▶ _What the task requires_:
Reproduce every line of the material below without altering a single character.

Segment Start: Dataset excerpts

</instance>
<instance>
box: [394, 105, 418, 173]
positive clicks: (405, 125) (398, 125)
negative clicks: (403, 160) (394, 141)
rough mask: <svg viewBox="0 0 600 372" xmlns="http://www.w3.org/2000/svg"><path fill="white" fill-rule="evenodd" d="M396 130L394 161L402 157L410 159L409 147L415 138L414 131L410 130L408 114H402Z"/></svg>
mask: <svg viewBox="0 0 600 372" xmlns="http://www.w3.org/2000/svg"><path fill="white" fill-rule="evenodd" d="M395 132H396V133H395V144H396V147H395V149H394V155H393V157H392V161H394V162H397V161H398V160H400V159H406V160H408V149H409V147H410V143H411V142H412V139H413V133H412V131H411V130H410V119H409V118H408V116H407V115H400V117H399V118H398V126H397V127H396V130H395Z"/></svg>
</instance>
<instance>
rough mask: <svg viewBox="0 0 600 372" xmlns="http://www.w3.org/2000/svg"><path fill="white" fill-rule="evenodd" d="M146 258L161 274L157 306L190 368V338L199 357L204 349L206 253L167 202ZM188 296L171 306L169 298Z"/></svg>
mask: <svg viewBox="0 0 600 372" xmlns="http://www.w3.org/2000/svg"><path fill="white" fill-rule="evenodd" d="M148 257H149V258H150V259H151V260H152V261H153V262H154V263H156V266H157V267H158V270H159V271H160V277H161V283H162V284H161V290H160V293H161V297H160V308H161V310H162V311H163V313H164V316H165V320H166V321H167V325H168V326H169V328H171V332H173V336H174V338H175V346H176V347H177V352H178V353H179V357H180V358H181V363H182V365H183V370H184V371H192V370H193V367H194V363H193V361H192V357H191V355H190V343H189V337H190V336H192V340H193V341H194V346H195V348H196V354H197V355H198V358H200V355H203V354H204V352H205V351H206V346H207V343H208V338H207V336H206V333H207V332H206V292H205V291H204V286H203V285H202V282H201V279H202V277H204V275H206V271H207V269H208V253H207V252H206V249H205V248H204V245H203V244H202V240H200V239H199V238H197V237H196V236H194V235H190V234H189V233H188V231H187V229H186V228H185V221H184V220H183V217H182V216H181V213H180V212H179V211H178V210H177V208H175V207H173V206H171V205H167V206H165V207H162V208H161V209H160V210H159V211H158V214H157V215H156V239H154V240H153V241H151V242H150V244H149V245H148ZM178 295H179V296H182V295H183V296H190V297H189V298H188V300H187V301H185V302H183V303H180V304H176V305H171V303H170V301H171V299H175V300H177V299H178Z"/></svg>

Segment End: Dataset excerpts

▶ _Result_:
</instance>
<instance>
box: [394, 105, 418, 173]
positive clicks: (405, 125) (398, 125)
negative clicks: (403, 160) (394, 141)
rough mask: <svg viewBox="0 0 600 372" xmlns="http://www.w3.org/2000/svg"><path fill="white" fill-rule="evenodd" d="M396 130L394 161L402 157L410 159L409 147L415 138L414 131L410 130L408 114H402Z"/></svg>
mask: <svg viewBox="0 0 600 372" xmlns="http://www.w3.org/2000/svg"><path fill="white" fill-rule="evenodd" d="M395 132H396V133H395V144H396V147H395V149H394V155H393V157H392V161H394V162H397V161H398V160H400V159H406V160H408V149H409V147H410V143H411V142H412V139H413V133H412V131H411V130H410V119H409V118H408V116H407V115H400V117H399V118H398V126H397V127H396V130H395Z"/></svg>
</instance>
<instance>
rough mask: <svg viewBox="0 0 600 372" xmlns="http://www.w3.org/2000/svg"><path fill="white" fill-rule="evenodd" d="M146 258L161 274L157 306L190 368V338L199 357L204 349L206 253L167 202ZM188 296L171 306L169 298Z"/></svg>
mask: <svg viewBox="0 0 600 372" xmlns="http://www.w3.org/2000/svg"><path fill="white" fill-rule="evenodd" d="M148 257H149V258H150V259H151V260H152V261H153V262H154V263H156V266H157V267H158V270H159V271H160V277H161V283H162V284H161V290H160V293H161V297H160V308H161V310H162V311H163V313H164V316H165V320H166V321H167V325H168V326H169V328H171V332H173V336H174V338H175V346H176V347H177V352H178V353H179V357H180V358H181V363H182V365H183V370H184V371H192V370H193V367H194V363H193V361H192V357H191V355H190V343H189V337H190V336H192V340H193V341H194V346H195V348H196V354H197V355H198V358H200V355H203V354H204V352H205V351H206V346H207V343H208V338H207V336H206V333H207V332H206V292H205V291H204V286H203V285H202V282H201V279H202V277H204V275H206V271H207V269H208V253H207V252H206V249H205V248H204V245H203V244H202V240H200V239H199V238H197V237H196V236H194V235H190V234H189V233H188V231H187V229H186V228H185V221H184V220H183V217H182V216H181V213H180V212H179V211H178V210H177V208H175V207H173V206H171V205H167V206H165V207H162V208H161V209H160V210H159V211H158V214H157V215H156V239H154V240H153V241H151V242H150V244H149V245H148ZM178 295H179V296H182V295H183V296H190V297H189V298H188V300H187V301H185V302H183V303H180V304H176V305H171V303H170V301H171V299H175V300H177V299H178Z"/></svg>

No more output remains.